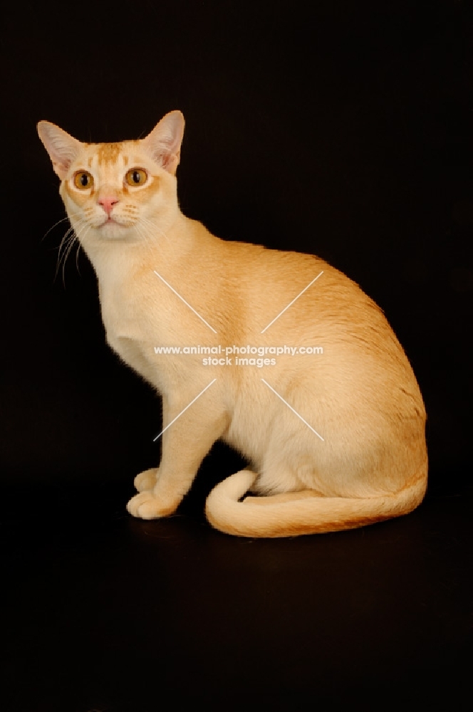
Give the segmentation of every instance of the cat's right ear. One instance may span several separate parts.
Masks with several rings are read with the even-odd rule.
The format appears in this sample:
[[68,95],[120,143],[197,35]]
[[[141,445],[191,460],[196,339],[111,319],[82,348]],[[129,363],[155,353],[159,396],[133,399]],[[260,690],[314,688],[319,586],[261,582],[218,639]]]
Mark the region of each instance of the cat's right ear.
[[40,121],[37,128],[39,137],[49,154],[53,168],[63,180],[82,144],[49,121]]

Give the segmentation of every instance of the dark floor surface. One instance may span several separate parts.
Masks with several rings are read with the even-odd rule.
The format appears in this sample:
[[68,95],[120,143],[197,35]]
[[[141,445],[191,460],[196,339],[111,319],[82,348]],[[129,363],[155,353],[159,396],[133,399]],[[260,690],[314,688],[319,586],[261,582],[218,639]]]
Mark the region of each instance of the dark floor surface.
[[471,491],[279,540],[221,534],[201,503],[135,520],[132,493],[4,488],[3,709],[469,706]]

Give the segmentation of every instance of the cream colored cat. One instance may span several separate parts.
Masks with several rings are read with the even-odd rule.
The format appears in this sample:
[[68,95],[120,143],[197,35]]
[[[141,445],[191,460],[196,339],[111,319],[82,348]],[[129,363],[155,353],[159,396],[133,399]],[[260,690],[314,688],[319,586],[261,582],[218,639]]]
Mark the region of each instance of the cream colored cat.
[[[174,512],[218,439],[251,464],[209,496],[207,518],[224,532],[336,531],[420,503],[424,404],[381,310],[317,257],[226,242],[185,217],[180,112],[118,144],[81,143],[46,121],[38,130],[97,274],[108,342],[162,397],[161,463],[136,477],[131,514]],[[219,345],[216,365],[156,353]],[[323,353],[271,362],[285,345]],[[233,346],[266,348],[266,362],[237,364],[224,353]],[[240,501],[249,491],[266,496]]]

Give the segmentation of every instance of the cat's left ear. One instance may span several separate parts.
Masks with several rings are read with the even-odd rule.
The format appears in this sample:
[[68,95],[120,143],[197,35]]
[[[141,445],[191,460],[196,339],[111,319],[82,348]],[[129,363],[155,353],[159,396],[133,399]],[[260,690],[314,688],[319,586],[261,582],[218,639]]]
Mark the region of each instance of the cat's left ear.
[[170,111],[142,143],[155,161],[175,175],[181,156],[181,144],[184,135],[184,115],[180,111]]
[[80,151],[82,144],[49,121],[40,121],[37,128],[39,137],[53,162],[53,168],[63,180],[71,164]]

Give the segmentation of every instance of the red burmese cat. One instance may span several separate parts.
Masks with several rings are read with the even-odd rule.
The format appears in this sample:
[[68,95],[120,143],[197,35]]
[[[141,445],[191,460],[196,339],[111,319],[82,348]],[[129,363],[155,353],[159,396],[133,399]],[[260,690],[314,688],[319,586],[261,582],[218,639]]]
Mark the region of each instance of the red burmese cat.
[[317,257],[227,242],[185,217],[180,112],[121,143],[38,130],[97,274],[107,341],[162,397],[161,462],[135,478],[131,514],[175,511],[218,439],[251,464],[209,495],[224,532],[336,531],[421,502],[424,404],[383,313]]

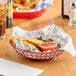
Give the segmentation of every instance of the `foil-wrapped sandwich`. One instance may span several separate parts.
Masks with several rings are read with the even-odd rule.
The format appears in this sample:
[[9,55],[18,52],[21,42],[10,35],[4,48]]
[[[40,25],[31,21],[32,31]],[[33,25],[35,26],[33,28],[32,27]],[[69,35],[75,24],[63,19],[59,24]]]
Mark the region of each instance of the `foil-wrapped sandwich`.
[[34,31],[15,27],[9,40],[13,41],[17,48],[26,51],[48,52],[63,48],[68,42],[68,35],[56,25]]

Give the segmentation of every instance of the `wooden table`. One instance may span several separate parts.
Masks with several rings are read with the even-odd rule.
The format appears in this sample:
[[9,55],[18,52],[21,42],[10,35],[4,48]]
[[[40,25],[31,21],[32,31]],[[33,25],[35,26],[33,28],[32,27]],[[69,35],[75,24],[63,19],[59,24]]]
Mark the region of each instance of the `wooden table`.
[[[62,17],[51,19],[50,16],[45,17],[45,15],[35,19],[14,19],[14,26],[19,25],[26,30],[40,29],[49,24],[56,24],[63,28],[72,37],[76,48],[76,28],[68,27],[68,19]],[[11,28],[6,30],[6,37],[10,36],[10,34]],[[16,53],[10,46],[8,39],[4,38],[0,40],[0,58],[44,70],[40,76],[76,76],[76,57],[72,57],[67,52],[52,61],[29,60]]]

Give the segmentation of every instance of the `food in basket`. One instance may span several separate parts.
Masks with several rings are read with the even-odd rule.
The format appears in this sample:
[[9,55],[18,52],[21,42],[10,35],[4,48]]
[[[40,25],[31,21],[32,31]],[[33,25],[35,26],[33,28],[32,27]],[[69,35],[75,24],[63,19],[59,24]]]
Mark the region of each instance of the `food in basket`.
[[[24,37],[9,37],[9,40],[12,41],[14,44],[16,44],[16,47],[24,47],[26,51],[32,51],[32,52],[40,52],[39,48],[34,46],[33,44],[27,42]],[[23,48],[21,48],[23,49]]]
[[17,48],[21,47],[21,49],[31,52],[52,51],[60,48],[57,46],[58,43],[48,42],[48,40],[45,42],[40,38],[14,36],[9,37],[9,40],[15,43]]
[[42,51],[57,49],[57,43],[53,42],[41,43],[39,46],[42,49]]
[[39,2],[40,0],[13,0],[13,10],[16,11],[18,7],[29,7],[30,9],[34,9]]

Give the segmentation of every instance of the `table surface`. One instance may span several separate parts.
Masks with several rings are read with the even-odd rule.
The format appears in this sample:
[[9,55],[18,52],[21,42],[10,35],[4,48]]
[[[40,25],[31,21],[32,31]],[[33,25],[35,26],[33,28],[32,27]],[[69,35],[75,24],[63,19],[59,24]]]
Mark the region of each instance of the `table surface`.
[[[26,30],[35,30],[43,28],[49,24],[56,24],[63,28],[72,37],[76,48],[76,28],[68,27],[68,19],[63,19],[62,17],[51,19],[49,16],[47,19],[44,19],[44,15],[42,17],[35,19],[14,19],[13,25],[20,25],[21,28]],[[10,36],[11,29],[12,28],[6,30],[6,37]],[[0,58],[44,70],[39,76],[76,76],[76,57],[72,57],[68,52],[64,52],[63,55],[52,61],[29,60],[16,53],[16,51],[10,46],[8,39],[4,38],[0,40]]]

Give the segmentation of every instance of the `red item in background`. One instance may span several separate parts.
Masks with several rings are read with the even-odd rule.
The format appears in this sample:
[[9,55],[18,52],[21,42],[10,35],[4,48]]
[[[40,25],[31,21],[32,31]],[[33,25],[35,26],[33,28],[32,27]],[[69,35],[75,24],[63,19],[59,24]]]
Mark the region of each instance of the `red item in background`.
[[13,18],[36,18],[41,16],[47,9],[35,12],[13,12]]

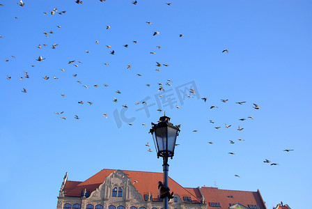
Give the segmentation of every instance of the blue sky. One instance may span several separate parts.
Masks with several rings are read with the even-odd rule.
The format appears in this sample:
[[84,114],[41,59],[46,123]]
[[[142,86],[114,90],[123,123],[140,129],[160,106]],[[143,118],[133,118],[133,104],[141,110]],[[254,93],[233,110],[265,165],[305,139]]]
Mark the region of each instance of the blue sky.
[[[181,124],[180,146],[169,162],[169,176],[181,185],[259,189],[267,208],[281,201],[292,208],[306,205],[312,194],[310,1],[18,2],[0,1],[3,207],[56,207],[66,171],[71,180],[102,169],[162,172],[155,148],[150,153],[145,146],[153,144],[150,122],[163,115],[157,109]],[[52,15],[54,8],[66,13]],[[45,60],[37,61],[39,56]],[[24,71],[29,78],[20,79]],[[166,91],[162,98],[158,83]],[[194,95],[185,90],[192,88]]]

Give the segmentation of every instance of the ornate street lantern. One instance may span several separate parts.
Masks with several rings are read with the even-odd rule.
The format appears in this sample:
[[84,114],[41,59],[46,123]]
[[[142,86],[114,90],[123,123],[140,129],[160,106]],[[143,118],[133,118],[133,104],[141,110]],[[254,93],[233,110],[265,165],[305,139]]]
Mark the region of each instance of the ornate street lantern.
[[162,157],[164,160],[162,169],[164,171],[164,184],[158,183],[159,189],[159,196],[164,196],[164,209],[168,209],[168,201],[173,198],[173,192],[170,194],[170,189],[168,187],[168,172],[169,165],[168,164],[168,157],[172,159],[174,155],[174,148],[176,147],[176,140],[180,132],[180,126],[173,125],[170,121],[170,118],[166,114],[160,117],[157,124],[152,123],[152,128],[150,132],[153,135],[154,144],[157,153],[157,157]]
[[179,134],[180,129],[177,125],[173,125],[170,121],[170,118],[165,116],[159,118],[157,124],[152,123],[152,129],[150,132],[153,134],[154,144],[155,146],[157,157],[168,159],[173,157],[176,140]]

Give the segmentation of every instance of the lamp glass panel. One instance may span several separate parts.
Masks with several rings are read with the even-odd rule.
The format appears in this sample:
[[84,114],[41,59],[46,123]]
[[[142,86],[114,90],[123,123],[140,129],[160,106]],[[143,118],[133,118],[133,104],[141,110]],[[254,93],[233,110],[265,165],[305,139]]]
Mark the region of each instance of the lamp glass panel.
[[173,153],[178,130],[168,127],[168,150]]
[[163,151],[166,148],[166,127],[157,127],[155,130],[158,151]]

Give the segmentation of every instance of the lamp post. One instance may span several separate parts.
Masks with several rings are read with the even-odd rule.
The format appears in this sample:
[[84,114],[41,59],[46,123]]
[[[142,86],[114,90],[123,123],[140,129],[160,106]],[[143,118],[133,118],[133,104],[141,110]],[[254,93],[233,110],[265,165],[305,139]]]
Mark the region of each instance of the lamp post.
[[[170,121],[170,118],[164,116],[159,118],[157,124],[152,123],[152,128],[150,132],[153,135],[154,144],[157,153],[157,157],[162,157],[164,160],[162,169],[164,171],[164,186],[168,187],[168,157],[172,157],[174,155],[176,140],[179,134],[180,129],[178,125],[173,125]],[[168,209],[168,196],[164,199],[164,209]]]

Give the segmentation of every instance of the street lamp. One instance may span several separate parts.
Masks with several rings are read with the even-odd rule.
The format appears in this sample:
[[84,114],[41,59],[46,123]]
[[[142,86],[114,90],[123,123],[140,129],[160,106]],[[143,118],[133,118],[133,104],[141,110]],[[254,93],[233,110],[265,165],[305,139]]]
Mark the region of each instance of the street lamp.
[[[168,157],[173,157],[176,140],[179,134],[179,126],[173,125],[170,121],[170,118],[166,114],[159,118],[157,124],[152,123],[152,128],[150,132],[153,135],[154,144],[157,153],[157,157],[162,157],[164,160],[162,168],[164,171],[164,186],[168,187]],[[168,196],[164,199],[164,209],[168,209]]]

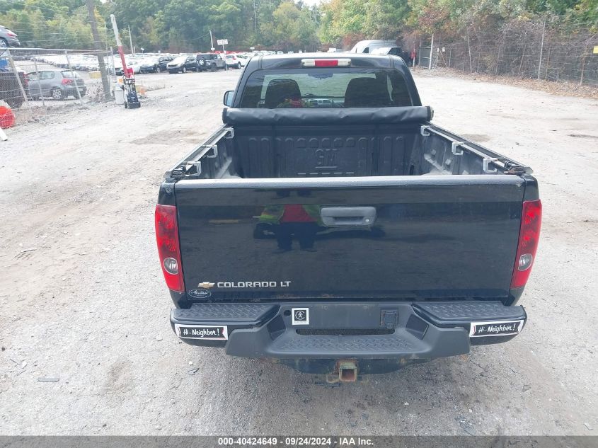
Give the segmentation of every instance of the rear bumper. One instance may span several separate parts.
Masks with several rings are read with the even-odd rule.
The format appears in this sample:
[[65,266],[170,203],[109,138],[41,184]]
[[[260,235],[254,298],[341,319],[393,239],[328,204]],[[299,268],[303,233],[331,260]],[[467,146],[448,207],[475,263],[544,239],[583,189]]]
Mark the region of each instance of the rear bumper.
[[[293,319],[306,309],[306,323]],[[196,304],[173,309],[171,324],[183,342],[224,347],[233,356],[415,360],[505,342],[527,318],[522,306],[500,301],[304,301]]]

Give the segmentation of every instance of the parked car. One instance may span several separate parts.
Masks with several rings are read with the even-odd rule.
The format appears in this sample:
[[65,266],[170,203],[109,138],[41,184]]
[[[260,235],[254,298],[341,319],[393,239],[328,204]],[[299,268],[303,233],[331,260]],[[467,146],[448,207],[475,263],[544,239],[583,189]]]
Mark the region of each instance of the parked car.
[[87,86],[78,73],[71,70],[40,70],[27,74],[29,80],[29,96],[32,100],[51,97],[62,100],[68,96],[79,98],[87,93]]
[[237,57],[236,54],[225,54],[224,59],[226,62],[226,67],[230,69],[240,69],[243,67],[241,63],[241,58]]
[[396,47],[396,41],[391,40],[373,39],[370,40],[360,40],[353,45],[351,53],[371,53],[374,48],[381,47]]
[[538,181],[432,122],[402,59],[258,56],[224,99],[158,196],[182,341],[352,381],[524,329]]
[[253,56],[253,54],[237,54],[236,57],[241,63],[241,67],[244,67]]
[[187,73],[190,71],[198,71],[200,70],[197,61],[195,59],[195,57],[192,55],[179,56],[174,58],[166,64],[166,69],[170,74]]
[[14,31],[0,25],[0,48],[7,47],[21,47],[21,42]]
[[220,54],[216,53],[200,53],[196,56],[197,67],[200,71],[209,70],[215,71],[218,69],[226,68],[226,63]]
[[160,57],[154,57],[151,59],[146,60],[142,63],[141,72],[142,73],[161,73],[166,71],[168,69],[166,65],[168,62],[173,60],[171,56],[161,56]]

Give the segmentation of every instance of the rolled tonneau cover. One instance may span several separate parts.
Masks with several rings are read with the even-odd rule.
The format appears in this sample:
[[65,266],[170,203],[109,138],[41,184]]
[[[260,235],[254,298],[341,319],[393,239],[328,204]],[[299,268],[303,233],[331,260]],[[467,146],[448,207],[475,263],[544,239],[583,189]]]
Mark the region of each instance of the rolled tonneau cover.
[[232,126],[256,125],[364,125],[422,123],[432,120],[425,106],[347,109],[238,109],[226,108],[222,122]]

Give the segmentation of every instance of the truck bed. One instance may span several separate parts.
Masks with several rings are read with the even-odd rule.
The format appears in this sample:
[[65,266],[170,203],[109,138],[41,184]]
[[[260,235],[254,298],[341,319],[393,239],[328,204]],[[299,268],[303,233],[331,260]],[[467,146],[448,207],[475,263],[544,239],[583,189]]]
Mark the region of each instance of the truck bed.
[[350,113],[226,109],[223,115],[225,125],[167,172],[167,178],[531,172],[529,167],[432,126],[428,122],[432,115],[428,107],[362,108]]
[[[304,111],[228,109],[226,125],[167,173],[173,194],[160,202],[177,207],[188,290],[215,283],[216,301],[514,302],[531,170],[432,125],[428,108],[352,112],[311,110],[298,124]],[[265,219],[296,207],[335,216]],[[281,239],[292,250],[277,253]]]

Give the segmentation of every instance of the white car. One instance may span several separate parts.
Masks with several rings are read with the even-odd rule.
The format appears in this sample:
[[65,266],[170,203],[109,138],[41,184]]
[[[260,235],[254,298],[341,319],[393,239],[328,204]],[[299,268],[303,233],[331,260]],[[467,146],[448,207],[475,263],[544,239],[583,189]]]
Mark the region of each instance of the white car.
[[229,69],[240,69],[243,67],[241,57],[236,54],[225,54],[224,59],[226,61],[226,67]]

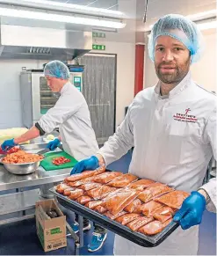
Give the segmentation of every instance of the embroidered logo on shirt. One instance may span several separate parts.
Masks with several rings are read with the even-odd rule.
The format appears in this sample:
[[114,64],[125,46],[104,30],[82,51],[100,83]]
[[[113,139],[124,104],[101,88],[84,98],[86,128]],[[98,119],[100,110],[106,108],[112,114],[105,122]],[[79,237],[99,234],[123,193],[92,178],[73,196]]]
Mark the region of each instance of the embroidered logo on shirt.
------------------------------------------------------------
- WHAT THIS TASK INVOLVES -
Return the lines above, from the one containing "Give the segmentation of every instance of the embroidered" to the end, exactly as they stand.

- OUTPUT FOR THIS TASK -
Give the segmentation of every instance of the embroidered logo on shirt. One instance may span several separate parts.
Masks with several rings are read with the even-odd rule.
The format appears in this sample:
[[114,64],[125,46],[104,30],[82,51],[100,83]]
[[[113,139],[124,104],[101,88],[84,98],[86,128]],[[98,119],[100,110],[106,108],[112,114],[105,122]],[[79,237],[99,234],[123,193],[92,178],[73,196]]]
Mark the region of each instance of the embroidered logo on shirt.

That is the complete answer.